DESCRIPTION OF THE TASK |
Count the lines of the material below that contain the string "grass", and give only that number.

INPUT ROWS |
- - - - - - -

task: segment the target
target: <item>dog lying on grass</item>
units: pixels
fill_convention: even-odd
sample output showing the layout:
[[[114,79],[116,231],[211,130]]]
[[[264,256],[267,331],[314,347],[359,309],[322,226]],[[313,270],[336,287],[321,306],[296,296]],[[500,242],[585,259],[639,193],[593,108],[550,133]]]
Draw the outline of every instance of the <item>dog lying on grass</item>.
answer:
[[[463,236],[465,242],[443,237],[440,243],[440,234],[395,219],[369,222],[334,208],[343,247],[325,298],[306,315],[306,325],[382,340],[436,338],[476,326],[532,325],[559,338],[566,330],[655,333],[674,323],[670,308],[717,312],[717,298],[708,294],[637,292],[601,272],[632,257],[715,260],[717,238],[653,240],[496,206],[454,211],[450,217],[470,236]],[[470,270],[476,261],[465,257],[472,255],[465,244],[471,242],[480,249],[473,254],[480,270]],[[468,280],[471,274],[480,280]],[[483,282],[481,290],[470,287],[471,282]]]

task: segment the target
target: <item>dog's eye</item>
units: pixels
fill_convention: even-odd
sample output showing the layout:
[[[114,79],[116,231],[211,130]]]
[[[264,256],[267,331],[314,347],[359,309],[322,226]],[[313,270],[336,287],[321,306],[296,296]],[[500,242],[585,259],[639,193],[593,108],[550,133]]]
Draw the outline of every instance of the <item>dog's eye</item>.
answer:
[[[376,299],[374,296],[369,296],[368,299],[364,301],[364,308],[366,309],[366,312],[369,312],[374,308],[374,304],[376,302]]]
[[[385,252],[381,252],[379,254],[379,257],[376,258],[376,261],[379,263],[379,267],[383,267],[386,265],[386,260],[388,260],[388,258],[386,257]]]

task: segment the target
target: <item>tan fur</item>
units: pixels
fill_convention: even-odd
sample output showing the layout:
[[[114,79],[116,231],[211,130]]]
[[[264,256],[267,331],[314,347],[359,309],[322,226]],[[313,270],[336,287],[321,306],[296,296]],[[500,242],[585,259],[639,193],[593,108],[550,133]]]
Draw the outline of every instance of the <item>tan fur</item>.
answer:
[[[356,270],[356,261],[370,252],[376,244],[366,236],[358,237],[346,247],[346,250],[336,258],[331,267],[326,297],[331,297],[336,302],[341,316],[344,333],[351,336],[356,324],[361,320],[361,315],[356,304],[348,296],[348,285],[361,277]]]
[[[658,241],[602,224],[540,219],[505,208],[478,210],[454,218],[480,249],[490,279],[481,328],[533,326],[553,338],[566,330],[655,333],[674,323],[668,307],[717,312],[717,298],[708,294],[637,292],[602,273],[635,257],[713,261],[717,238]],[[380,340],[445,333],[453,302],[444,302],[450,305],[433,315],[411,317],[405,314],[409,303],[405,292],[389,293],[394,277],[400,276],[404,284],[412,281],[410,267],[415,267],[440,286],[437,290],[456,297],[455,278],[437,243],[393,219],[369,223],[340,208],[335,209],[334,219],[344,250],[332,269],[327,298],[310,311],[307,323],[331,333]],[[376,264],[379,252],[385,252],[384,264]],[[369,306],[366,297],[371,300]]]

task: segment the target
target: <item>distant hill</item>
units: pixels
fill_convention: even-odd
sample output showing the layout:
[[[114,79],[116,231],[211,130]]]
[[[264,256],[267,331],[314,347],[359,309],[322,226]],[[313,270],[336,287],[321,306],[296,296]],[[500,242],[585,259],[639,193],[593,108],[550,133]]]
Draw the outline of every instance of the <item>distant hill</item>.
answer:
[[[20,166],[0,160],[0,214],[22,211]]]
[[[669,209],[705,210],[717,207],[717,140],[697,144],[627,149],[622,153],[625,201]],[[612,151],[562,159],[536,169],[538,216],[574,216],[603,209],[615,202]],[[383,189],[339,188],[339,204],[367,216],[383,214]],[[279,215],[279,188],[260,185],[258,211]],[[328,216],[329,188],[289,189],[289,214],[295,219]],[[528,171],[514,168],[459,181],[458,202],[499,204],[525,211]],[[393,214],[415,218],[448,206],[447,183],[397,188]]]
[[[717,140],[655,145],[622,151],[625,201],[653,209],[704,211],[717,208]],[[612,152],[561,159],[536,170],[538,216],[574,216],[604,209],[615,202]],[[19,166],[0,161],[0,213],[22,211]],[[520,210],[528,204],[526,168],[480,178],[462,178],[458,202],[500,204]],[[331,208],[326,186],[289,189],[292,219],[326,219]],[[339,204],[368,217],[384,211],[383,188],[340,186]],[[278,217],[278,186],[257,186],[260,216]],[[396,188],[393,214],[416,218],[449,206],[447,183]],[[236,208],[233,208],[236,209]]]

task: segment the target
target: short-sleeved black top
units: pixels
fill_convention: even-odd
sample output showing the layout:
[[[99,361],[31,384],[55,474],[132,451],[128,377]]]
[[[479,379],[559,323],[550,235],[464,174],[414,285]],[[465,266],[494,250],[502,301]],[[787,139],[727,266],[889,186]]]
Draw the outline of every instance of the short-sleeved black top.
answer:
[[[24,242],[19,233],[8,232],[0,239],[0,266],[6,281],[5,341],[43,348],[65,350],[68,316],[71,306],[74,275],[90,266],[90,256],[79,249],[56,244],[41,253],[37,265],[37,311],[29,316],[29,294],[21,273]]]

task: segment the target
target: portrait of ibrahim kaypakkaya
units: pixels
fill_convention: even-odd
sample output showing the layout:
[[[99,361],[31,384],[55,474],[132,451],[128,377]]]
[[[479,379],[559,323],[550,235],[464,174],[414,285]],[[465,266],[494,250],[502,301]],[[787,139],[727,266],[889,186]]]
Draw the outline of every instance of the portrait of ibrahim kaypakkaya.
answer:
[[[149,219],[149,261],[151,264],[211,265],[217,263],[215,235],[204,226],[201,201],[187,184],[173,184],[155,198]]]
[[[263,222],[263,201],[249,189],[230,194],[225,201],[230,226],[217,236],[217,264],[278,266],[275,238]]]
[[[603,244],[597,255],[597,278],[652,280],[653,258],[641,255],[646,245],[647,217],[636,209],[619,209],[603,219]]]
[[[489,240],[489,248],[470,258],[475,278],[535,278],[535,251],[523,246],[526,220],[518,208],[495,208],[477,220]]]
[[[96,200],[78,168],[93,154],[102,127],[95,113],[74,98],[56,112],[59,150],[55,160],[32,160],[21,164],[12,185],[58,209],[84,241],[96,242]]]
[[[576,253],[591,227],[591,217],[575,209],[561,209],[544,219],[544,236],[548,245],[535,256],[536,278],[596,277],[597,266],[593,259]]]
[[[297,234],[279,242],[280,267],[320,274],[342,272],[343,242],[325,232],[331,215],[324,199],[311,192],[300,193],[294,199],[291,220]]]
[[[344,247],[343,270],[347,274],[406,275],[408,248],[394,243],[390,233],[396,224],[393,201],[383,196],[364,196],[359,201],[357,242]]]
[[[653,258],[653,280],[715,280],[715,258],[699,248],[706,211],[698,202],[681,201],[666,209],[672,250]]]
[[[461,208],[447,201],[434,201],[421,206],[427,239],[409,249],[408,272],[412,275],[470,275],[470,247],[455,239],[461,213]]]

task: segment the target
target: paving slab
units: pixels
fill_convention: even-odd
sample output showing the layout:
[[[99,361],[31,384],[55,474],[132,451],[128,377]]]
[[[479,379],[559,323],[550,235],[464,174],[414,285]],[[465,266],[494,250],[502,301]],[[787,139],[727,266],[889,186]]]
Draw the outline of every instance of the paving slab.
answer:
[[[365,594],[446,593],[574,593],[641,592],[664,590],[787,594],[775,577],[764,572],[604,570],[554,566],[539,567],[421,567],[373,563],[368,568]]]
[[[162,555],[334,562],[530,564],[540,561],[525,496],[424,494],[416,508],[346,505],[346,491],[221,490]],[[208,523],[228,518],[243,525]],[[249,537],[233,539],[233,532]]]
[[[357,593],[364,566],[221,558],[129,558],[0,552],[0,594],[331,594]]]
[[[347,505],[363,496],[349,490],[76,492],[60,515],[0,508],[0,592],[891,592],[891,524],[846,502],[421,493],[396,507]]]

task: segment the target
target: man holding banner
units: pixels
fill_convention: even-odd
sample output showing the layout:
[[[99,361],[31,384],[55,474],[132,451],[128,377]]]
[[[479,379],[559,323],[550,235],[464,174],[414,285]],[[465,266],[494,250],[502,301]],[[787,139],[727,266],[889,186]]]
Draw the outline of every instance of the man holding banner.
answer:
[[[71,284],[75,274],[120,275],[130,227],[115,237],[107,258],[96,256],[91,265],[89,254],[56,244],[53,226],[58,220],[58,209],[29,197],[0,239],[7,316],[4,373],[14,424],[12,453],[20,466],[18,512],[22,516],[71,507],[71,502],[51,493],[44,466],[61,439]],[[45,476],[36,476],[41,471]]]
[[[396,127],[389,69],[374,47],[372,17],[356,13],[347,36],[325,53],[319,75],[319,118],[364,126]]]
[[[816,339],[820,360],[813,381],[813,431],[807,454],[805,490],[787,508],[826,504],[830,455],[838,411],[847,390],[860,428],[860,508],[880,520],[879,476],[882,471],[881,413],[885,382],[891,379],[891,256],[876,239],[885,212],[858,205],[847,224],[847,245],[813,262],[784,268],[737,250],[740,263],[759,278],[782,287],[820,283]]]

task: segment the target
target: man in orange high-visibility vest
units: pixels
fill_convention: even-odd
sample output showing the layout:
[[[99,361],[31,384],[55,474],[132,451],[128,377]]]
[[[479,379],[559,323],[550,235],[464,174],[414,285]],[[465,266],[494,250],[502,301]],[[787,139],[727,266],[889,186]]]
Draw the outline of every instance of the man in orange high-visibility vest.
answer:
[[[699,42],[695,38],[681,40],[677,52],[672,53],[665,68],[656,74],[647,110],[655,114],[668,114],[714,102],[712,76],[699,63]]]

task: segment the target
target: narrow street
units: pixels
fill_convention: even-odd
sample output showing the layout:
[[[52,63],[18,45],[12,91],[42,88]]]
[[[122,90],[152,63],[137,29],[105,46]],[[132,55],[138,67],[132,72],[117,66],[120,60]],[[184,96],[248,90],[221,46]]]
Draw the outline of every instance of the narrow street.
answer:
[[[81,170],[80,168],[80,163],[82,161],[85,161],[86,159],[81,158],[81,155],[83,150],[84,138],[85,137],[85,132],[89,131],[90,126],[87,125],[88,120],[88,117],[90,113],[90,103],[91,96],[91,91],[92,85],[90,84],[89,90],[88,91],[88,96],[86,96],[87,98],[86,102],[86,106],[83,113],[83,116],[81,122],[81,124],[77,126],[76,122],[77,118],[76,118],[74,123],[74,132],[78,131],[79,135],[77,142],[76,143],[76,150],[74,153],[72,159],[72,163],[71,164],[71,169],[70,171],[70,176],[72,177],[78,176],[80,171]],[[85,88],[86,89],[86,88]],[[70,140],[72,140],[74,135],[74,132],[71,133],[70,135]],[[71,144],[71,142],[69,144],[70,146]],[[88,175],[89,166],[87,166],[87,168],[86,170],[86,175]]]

- - - - - - -

EXERCISE RESPONSE |
2